> _Work to be completed_
The data must be given again in full, with no line altered.

======== Data

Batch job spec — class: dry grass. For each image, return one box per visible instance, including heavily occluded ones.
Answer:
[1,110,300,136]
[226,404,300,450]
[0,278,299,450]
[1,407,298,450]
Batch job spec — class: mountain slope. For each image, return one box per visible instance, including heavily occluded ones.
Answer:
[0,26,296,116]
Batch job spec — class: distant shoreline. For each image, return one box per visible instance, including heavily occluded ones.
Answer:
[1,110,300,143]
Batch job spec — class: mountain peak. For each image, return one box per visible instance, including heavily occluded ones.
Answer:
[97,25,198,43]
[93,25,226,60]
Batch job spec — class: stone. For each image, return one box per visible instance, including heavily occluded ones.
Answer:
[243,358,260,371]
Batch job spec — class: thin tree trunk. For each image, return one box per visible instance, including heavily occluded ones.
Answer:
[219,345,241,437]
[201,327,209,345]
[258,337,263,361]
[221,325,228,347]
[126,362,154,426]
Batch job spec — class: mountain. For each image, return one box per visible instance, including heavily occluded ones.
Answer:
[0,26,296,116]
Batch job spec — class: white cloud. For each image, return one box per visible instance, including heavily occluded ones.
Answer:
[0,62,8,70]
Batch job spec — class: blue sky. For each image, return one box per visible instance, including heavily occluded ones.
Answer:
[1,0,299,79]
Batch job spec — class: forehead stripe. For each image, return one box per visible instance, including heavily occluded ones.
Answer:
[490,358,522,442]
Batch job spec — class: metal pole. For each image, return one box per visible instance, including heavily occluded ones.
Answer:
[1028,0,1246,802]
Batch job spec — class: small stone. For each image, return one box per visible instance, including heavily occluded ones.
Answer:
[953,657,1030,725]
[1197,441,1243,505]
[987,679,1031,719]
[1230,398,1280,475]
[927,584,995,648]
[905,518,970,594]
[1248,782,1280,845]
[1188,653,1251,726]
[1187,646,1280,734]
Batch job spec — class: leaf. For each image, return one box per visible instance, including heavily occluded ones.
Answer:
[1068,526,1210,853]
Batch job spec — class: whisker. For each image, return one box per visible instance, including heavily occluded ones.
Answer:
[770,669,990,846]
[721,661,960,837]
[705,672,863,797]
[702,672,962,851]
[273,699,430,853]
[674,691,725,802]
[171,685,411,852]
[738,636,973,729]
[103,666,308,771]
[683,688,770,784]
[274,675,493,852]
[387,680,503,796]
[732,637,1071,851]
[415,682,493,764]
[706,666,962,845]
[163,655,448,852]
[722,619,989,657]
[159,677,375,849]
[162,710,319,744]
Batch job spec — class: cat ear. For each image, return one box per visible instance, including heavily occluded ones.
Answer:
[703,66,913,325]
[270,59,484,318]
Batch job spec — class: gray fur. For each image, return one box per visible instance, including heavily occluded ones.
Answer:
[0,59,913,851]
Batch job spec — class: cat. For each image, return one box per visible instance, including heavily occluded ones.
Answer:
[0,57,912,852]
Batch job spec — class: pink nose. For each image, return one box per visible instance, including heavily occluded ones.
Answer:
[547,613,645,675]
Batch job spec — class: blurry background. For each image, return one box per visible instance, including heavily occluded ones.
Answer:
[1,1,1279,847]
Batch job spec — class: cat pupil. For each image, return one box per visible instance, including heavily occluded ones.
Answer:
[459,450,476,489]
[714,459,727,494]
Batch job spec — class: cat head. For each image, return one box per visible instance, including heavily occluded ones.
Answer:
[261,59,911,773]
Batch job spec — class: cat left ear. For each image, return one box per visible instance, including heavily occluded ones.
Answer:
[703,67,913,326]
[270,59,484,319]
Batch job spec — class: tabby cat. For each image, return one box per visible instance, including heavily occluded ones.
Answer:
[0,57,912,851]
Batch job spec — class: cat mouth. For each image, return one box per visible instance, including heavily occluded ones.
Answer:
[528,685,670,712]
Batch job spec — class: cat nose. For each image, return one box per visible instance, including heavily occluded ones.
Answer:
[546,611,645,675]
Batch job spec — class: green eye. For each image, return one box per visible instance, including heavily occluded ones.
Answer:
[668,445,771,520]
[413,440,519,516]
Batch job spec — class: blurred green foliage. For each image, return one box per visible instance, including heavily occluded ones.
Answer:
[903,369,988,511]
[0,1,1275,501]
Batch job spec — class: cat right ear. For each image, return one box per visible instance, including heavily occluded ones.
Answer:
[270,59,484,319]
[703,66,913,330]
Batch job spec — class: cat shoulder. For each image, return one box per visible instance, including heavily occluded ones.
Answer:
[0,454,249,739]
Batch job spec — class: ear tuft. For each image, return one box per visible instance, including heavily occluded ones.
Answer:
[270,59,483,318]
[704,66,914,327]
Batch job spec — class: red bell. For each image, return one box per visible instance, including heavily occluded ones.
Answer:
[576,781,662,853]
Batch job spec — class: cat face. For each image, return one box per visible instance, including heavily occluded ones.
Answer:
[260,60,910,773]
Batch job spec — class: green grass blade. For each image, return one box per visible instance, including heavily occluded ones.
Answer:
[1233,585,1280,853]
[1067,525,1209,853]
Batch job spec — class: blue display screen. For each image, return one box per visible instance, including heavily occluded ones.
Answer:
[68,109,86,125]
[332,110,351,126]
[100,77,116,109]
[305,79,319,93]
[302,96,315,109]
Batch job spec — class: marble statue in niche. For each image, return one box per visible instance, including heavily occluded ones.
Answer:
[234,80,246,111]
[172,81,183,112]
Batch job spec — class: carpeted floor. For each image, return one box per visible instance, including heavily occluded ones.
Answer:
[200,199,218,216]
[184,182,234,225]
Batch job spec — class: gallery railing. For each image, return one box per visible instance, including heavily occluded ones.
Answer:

================

> _Solution for this exercise_
Batch job spec — class: dry grass. For each image, return one box per visible instance, including heavily occluded ones.
Answer:
[1,110,300,136]
[226,404,300,450]
[0,278,299,450]
[1,407,298,450]
Batch job spec — class: mountain slope. For each image, return one box per visible instance, including heavily occluded ones.
Answer:
[0,26,296,116]
Batch job spec — class: distant shoreline. For each image, return one box per visible instance, including heavily occluded ones.
Answer:
[1,110,300,143]
Batch job spec — class: mountain peak. For each image, return one box per visible instance, including heavily occluded ones.
Answer:
[97,25,198,43]
[93,25,226,60]
Batch job spec — class: stone. For each image, return one box per visible instance, including heavily occluded ones.
Answer:
[243,358,260,371]
Batch job spec — class: thin tree trunk. For each image, return one box per visible instance, including heavily occluded ones.
Answer:
[219,345,241,437]
[201,327,209,345]
[258,337,263,361]
[221,325,228,347]
[126,362,154,426]
Batch job spec — class: mountain. For each image, return one box per visible instance, including heavily occluded ones.
Answer:
[0,26,296,116]
Batch job spec — class: white cloud. For each image, return one box per visible instance, including heavily occluded ones.
Answer:
[0,62,8,70]
Batch job spec — class: blue sky. For each image, return one box per visible instance, including heavily occluded ones.
Answer:
[1,0,299,79]
Batch job spec — class: forehead stripe. For each image, return one box per visible instance, including heavily occluded ones.
Answer:
[490,358,522,442]
Batch job spec — class: metal pole. For each image, return one box per visible instance, including heavily occluded ones.
Answer:
[1028,0,1246,802]
Batch job spec — class: small stone. For each image, return one box per visible instance, including heavily occluded ones.
Answer:
[953,657,1030,725]
[1197,441,1243,505]
[987,679,1031,719]
[1230,398,1280,475]
[927,584,995,648]
[905,518,970,594]
[1248,782,1280,845]
[1188,653,1251,726]
[1187,646,1280,734]
Batch job spec — class: leaf. For each image, return one box per visible instance, including heavily occluded ones.
Answer:
[1068,526,1210,853]
Batch job spec — class: whisker. For each image, return one box per visible instance, including heavily occluded ones.
Answer:
[770,669,990,846]
[721,661,960,837]
[705,672,863,797]
[702,672,962,851]
[273,699,430,853]
[674,691,725,802]
[171,685,411,852]
[738,636,973,729]
[103,666,308,771]
[683,688,770,784]
[274,675,493,852]
[387,680,503,796]
[732,637,1071,851]
[415,682,493,764]
[706,666,962,845]
[163,655,448,852]
[722,619,989,657]
[159,677,375,849]
[162,710,319,744]
Batch job spec — class: cat ear. For each image, return one box per visible instance, including heavily occluded ones.
Answer:
[703,66,913,325]
[270,59,484,318]
Batch job spec — class: gray fur. For each image, return one box per visible instance, including heavily occluded ones.
Answer:
[0,59,913,851]
Batch job spec — class: cat. For each image, return one box per visible instance, including heavily occluded ones.
Answer:
[0,57,912,852]
Batch job spec — class: pink nose. For each image, return one box per visible instance, including heavily occluded ones.
Answer:
[547,613,645,675]
Batch job spec — class: blurry background. For each image, return one box per visible instance, including heavily occluded ones.
Answer:
[1,1,1279,847]
Batch job spec — class: cat pupil. For each image, return one box per visible instance, including heavily occluded ones.
Answer:
[459,450,476,489]
[714,459,727,494]
Batch job spec — class: cat head. For each image, return one box per visible instance, including heavily occluded ones.
Answer:
[261,59,911,773]
Batch job spec — class: cat left ear. For each image, return one box per visible instance, including heavily occluded ones.
Answer:
[703,67,913,326]
[270,59,484,319]
Batch job spec — class: tabby cat. For each image, return one box per visible instance, including heavily occluded ones.
Answer:
[0,57,912,851]
Batch job spec — class: cat mouth. For each image, return one box per visible instance, including heavily occluded ones.
Answer:
[528,685,670,712]
Batch job spec — class: cat nose. For each image, return one box per visible instance, including heavily occluded ones.
Answer:
[546,611,645,675]
Batch job spec — class: green eye. For each image, return one box per visible instance, including heavily occluded ones.
Answer:
[668,445,771,520]
[413,440,519,516]
Batch job spec — class: blurred green foliage. For each image, return one box per visible instance, including heavily occluded ones.
Answer:
[903,369,988,511]
[0,1,1275,501]
Batch job spec — class: cat right ear. For each image, return one box per visible instance, including heavily occluded ones.
Answer:
[270,59,484,319]
[703,66,913,330]
Batch job spec — class: cat shoulder. For each image, return one box per visible instance, including heavily occluded ones.
Answer:
[0,454,249,739]
Batch job spec — class: ear tuft. For each image, return one box per visible instance, including heavily occluded ones.
Answer:
[270,59,483,318]
[704,66,914,327]
Batch job spec — class: red bell. For each image, return one box per visible instance, including heavily occluded ones.
Answer:
[576,781,662,853]
Batch job spec — class: cat face. For each image, return one box per visible instance, including heavily occluded ones.
Answer:
[260,60,910,773]
Batch job spec — class: green grass blade. For each image, return one box per visible instance, including heavily occluded ones.
Answer:
[1233,585,1280,853]
[1067,525,1209,853]
Batch job spec — class: blue display screen. For each image, return one box per visible instance, including heavily occluded ones.
Answer:
[68,109,86,125]
[332,110,351,126]
[100,77,116,109]
[305,79,319,93]
[302,96,315,109]
Batch job spec — class: marble statue in niche. For each image, return one box per visible instance, including heavily occluded ones.
Answer:
[234,80,246,111]
[172,81,183,112]
Batch job spec — class: carpeted floor. For each image, return one box per visible instance, including heavily occluded ones.
Answer:
[200,199,218,216]
[184,182,234,225]
Batch job spec — class: gallery railing. For each image, return one box per visible instance, including heavily occluded ones.
Answer:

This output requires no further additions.